Collected data:
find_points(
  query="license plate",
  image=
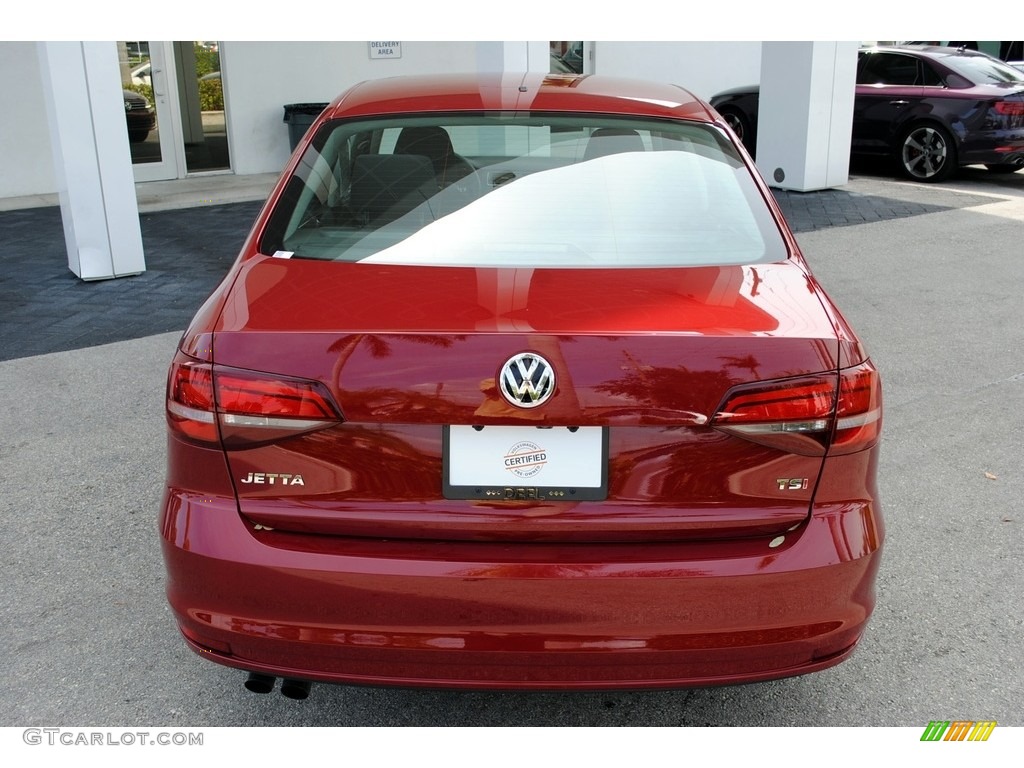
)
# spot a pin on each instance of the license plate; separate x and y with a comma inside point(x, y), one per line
point(526, 463)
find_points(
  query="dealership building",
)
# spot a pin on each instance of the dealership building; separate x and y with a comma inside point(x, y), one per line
point(220, 107)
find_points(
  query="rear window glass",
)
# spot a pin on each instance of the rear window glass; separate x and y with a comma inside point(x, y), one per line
point(535, 190)
point(982, 70)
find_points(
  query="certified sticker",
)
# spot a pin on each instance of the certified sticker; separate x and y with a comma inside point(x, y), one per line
point(525, 459)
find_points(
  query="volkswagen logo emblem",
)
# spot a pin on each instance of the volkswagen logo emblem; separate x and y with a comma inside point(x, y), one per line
point(527, 380)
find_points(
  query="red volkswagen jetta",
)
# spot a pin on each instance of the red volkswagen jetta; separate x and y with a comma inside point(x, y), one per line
point(521, 382)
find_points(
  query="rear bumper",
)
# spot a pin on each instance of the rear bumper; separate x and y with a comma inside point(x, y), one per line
point(993, 147)
point(495, 615)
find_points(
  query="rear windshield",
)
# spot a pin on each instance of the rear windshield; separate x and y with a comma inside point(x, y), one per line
point(982, 70)
point(535, 190)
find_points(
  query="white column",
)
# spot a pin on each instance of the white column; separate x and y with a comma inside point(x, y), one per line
point(806, 114)
point(513, 56)
point(91, 159)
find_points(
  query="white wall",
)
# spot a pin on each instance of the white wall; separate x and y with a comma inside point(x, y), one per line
point(25, 135)
point(260, 78)
point(702, 68)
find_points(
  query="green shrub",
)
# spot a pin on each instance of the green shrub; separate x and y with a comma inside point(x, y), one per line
point(211, 95)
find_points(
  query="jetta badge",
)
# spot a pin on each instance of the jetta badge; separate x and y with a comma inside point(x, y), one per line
point(527, 380)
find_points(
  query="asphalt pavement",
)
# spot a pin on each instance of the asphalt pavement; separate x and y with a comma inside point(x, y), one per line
point(934, 292)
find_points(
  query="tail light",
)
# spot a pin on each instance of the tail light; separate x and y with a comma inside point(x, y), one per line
point(810, 416)
point(1014, 109)
point(210, 403)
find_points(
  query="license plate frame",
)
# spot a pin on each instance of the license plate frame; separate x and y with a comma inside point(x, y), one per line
point(552, 464)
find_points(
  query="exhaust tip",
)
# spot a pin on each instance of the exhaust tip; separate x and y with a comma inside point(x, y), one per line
point(297, 689)
point(258, 683)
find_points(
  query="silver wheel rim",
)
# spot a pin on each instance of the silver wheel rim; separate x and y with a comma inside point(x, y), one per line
point(925, 153)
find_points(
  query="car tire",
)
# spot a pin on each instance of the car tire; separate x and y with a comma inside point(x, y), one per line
point(927, 153)
point(740, 125)
point(1004, 168)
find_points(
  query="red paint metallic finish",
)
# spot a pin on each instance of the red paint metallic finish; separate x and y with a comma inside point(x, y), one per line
point(704, 565)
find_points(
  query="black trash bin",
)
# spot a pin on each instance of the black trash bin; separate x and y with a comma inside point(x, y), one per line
point(299, 118)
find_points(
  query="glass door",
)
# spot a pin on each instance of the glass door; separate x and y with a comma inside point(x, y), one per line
point(150, 97)
point(202, 102)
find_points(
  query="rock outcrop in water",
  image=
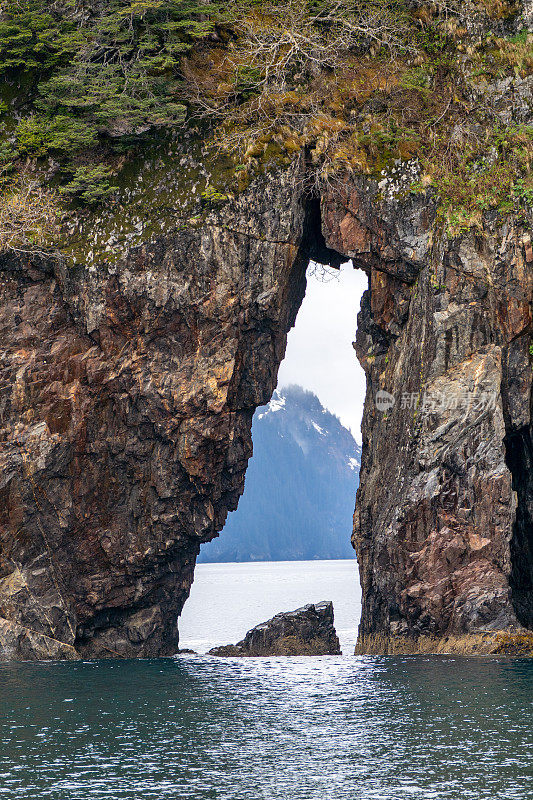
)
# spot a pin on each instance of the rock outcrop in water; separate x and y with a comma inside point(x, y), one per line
point(129, 379)
point(308, 631)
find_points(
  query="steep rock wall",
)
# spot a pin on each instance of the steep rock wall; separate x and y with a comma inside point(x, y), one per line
point(442, 524)
point(128, 391)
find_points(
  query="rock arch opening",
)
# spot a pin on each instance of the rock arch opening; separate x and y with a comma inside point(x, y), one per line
point(519, 447)
point(299, 495)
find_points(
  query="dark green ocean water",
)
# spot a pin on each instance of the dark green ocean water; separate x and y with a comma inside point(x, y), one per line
point(278, 729)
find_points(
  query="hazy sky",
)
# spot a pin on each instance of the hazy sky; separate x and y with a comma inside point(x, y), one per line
point(320, 356)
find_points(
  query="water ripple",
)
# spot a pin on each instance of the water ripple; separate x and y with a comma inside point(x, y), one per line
point(280, 729)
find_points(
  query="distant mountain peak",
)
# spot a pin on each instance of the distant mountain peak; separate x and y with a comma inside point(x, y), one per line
point(300, 485)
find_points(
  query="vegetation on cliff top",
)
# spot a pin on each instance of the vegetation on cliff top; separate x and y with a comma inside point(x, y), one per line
point(360, 84)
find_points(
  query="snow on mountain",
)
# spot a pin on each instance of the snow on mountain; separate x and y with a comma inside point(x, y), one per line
point(300, 486)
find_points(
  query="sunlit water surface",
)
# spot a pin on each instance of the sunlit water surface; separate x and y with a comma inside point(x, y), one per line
point(197, 727)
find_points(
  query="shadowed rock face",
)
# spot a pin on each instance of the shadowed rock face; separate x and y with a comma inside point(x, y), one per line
point(127, 393)
point(308, 631)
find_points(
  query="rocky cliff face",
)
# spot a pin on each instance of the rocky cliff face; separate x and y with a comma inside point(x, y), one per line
point(442, 526)
point(128, 388)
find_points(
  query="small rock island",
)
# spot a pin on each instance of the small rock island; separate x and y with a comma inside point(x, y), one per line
point(307, 631)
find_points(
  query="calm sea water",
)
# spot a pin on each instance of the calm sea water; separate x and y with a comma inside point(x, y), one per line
point(345, 728)
point(227, 600)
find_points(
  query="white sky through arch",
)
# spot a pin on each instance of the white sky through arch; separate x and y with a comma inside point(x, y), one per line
point(320, 356)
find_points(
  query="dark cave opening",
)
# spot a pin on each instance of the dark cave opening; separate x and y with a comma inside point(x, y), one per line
point(519, 447)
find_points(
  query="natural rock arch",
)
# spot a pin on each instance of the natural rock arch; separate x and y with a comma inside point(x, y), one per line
point(129, 393)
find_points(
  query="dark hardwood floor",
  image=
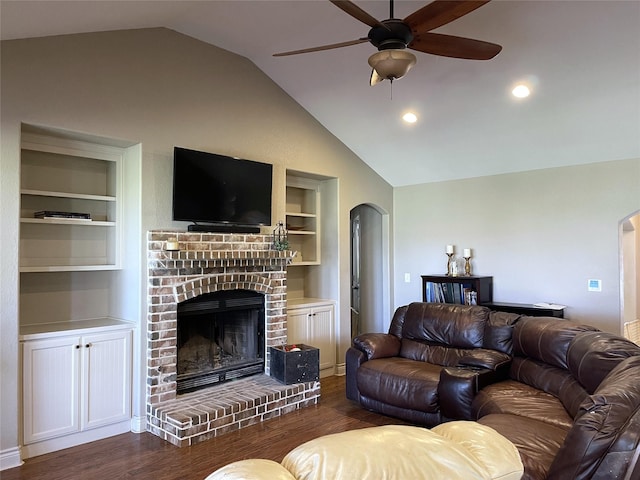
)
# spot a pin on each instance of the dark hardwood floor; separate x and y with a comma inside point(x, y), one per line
point(145, 456)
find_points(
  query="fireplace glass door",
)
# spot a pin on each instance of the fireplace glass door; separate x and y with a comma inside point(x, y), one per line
point(220, 337)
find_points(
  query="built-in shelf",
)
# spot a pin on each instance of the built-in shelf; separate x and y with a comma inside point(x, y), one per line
point(61, 174)
point(303, 220)
point(80, 196)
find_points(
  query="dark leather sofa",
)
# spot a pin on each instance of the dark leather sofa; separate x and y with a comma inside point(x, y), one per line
point(567, 395)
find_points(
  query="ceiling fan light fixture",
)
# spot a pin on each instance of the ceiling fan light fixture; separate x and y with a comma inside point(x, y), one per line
point(392, 63)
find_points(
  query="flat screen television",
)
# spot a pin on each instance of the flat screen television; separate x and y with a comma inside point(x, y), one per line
point(222, 192)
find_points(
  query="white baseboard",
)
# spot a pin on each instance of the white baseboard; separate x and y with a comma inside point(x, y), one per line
point(66, 441)
point(10, 458)
point(138, 424)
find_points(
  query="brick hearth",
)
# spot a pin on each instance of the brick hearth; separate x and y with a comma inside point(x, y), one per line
point(205, 263)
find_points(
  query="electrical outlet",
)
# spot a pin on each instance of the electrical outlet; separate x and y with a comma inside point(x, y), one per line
point(594, 285)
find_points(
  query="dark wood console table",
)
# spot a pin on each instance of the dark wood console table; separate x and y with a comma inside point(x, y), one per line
point(456, 286)
point(525, 309)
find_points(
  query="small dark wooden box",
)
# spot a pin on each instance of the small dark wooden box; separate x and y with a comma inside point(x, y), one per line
point(294, 367)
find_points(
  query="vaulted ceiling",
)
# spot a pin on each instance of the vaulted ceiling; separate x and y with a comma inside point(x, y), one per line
point(581, 60)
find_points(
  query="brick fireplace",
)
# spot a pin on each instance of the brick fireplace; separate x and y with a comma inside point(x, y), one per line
point(207, 263)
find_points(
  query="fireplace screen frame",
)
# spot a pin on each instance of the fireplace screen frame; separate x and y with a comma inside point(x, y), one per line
point(221, 309)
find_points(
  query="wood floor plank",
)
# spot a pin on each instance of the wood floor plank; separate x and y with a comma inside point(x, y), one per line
point(145, 456)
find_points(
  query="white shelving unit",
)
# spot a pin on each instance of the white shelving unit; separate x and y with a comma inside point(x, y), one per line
point(65, 175)
point(303, 219)
point(76, 348)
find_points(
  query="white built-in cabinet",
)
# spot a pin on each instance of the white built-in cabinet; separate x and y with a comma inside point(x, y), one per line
point(77, 382)
point(312, 322)
point(76, 346)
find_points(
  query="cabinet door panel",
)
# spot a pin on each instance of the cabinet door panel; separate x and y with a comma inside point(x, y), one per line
point(297, 326)
point(322, 335)
point(107, 377)
point(51, 387)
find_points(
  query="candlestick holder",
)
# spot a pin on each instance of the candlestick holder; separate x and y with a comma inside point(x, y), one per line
point(467, 266)
point(450, 264)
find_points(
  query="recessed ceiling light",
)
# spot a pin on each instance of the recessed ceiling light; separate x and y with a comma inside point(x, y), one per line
point(410, 117)
point(521, 91)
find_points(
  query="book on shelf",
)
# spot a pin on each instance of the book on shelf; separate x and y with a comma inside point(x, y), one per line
point(456, 293)
point(57, 214)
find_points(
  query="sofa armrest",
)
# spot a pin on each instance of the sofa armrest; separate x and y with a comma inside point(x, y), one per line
point(377, 345)
point(485, 359)
point(458, 386)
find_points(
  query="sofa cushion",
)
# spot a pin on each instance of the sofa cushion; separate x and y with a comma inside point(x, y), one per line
point(592, 355)
point(556, 381)
point(400, 382)
point(252, 469)
point(605, 418)
point(465, 451)
point(537, 442)
point(545, 339)
point(498, 332)
point(377, 345)
point(516, 398)
point(460, 326)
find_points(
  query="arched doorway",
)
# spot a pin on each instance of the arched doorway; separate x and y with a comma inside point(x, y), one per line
point(629, 276)
point(369, 271)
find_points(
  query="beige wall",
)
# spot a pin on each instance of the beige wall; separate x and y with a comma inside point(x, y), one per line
point(540, 234)
point(158, 88)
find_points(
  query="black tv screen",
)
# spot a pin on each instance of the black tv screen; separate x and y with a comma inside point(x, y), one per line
point(218, 189)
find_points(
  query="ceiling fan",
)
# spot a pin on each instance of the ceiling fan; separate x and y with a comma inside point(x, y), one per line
point(392, 37)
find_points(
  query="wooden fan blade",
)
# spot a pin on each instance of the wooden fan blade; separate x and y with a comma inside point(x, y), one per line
point(456, 47)
point(357, 13)
point(323, 47)
point(440, 13)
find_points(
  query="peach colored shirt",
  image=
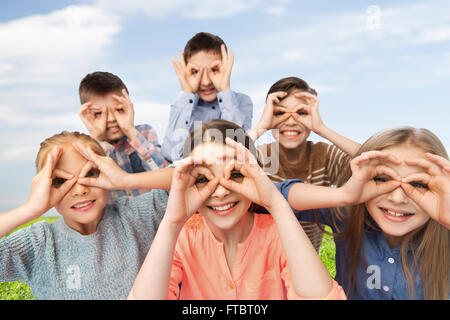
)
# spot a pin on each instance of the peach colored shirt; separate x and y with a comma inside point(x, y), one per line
point(259, 272)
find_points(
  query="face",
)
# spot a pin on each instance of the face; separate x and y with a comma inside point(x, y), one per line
point(395, 213)
point(290, 133)
point(82, 207)
point(224, 208)
point(113, 131)
point(205, 60)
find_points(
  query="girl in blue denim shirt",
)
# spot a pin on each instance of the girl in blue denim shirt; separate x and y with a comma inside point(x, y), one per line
point(392, 226)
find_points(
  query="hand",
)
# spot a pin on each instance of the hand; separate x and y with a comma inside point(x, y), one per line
point(110, 177)
point(123, 112)
point(189, 76)
point(255, 185)
point(185, 198)
point(220, 72)
point(431, 189)
point(370, 178)
point(308, 114)
point(94, 118)
point(49, 186)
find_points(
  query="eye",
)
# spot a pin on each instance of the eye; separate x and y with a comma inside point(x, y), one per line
point(58, 182)
point(419, 185)
point(93, 173)
point(201, 180)
point(236, 175)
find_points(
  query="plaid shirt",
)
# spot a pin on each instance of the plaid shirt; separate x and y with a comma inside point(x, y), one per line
point(148, 149)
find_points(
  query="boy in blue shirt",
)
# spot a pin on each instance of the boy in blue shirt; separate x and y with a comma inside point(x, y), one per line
point(204, 72)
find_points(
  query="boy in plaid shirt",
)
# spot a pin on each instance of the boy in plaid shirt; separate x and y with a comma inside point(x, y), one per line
point(108, 114)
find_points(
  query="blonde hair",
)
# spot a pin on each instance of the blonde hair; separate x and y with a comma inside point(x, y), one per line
point(429, 244)
point(64, 138)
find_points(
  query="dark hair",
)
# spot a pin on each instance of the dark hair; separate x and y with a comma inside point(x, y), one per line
point(99, 83)
point(290, 84)
point(203, 41)
point(220, 129)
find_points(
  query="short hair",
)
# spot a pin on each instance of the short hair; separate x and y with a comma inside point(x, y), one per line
point(203, 41)
point(291, 84)
point(99, 83)
point(65, 138)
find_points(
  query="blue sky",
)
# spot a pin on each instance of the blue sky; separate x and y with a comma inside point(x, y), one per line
point(372, 69)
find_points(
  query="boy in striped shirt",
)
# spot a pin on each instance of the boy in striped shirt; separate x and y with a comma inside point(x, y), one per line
point(291, 112)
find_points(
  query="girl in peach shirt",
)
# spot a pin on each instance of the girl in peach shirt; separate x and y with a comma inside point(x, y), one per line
point(227, 251)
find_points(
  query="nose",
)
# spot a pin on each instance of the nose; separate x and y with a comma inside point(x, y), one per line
point(79, 190)
point(398, 196)
point(110, 115)
point(205, 80)
point(220, 192)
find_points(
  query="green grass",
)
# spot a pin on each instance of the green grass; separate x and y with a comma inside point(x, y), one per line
point(18, 290)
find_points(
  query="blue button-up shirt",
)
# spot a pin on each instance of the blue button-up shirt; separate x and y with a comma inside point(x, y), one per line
point(379, 274)
point(189, 108)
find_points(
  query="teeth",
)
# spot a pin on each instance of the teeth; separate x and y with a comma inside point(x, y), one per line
point(78, 206)
point(396, 214)
point(226, 207)
point(290, 133)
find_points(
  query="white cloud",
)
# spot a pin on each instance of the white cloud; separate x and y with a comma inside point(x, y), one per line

* _To do_:
Copy out, word for word, the rows from their beginning up to and including the line with "point(526, 463)". Leave the picture out of your copy.

* _Exercise output_:
find_points(
  query="license plate",
  image=
)
# spot a pin on each instance of the license plate; separate x and y with a comma inside point(x, y), one per line
point(526, 463)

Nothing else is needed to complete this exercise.